AIM 1 -
Format the records as a Markdown table with the columns Row and Record line, leaving out any blank lines. Start at the line containing "Every instance gets a single point. Point out the view" and go through the last line of the records.

DOCUMENT PASSAGE -

··········

Thursday, April 30, 2015

Why do people feel like they need to improve bikes?

So, way back in the 1800s, something totally revolutionary happened. Bikes got invented. The more I learn about bicycles in the 1800s, the more I'm convinced they really did change the world. A means of transportation, other than your feet, for people who weren't wealthy, a source of independence for women, a step in the massive technology revolution we're still in. . .

And they haven't changed all that much, really. Sure, very, very early on, they didn't have any pedals. The first "Laufmaschine" was pushed along with your feet, a little like kids' balance bikes now.

Then, around the 1860s, some genius in France added pedals to the front wheel, and voila, the first pedal-driven bike. (Although it might have been some genius in Scotland in the 1830s: apparently a rod-driven bike is on display in Glasgow dating to then.)


Anyway, once they'd gotten through the fad for the high wheel (sure, it would go faster, but at the expense of broken bones; besides, pedaling while steering on the same wheel? no thanks) things settled down, and someone came up with the rear-wheel-drive, chain-powered "safety" bike in the 1880s. And if you look at one of those, it's utterly familiar. 

"Whippet Safety Bicycle" by Science museum. Licensed under CC BY-SA 3.0 via Wikimedia Commons
I would be able to ride one of those, no problem. Aside from the odd frame with all its superfluous-looking tubes, it looks a lot like any modern fixie. 

So, that's . . . let's see. . . 1885 to 2015. That's 130 years of basically the same design (even a bakfiets is basically the same thing). It's one of the things I love about the bicycle. It's a simple, elegant machine. It's kind of reached its evolutionary apex, like a shark, and is now just swimming about, unconcerned with having to adapt further.

Until people start thinking they need to improve on the idea. To make the bicycle (already a highly adapted urban vehicle) into, well, a highly adapted urban vehicle.

I mean, there was the ElliptiGO: not an attempt to make bikes better so much as an attempt to make elliptical machines less boring.


And the H-Zontal, which apparently is designed to make you go faster. I can't argue with recumbent bikes, since they seem to have developed and survived and are actually used by people - but this thing looks ridiculous. And uncomfortable (sure, you just lay down along the frame - unless you're a woman with bigger-than-small breasts. Not to mention unexpected bumps look like they would be painful no matter what kind of body you've got). Piloting via mirrors while going really fast doesn't seem like a great idea either.



Also in the go-faster department is the Varibike, which is kind of cool, if you don't mind looking a little silly, though not as silly as on the H-zontal, and at least the engineering doesn't totally overshadow the main point or require you to learn a bunch of new skills.

··········

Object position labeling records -
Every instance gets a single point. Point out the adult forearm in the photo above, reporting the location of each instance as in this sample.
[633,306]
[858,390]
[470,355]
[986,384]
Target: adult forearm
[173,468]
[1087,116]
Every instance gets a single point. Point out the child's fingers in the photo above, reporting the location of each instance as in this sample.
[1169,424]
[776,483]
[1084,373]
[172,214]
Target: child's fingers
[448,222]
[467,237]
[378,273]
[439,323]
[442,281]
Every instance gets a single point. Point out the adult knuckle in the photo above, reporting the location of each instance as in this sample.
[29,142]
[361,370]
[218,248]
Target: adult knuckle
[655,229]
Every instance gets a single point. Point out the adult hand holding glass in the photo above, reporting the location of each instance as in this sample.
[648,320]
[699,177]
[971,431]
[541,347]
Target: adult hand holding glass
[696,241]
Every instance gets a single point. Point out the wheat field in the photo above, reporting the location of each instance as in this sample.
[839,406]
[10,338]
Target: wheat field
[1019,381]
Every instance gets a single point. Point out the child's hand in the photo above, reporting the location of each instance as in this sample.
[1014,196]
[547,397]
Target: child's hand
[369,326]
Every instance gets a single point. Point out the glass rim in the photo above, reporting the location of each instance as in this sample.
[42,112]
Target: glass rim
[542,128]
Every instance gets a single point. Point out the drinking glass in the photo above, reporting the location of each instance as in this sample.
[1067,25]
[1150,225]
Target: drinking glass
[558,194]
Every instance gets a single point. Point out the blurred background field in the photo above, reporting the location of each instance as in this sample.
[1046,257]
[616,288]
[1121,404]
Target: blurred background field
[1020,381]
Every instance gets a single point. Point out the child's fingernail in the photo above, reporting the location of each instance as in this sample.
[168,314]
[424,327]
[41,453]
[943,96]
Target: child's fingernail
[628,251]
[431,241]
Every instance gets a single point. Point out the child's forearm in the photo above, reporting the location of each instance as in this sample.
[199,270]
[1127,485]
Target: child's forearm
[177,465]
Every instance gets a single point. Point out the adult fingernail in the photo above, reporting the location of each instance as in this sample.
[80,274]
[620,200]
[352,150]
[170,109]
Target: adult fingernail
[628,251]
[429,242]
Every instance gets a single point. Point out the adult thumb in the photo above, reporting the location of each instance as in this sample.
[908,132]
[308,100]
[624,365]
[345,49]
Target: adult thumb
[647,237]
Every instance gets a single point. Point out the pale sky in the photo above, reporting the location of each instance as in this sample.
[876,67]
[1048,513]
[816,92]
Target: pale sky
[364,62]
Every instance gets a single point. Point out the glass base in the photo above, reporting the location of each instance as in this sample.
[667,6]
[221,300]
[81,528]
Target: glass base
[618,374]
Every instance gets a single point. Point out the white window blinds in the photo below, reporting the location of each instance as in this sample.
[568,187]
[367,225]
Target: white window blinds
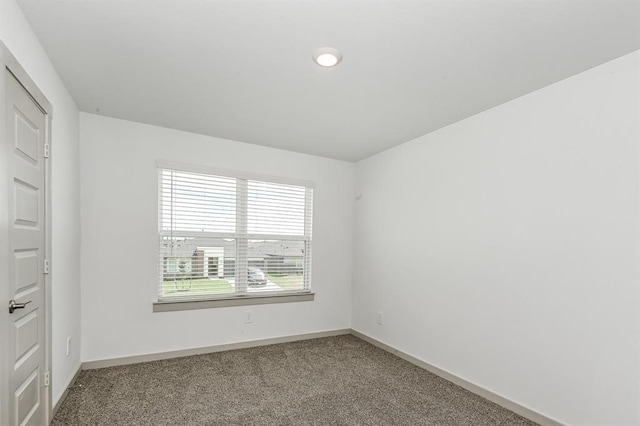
[223,236]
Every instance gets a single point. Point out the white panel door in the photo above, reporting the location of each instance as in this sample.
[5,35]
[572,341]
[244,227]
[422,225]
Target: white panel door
[25,351]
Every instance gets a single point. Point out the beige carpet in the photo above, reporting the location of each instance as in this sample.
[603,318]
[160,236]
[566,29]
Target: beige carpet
[332,381]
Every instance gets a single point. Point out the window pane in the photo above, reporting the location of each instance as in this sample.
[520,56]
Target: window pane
[281,262]
[275,209]
[197,202]
[195,267]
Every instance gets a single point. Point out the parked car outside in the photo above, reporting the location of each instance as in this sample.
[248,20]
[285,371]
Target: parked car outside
[256,277]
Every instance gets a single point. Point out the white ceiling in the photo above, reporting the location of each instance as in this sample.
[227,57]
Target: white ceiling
[242,69]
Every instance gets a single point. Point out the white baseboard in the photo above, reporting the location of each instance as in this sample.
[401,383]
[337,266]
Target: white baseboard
[472,387]
[88,365]
[66,392]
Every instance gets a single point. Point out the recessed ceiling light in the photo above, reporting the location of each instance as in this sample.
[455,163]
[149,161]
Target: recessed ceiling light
[327,57]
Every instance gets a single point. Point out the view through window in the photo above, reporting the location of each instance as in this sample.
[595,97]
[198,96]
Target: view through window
[222,236]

··········

AIM 2 -
According to the bike post, in what decade did someone come up with the rear-wheel-drive, chain-powered "safety" bike?

RESULT 1 -
| Row | Record line |
|---|---|
| 1 | Every instance gets a single point. Point out the view through window in the photo above, reporting the location of each instance as in this sample. |
| 2 | [595,97] |
| 3 | [198,96] |
| 4 | Target: view through window |
| 5 | [222,236] |

RESULT 2 -
The 1880s.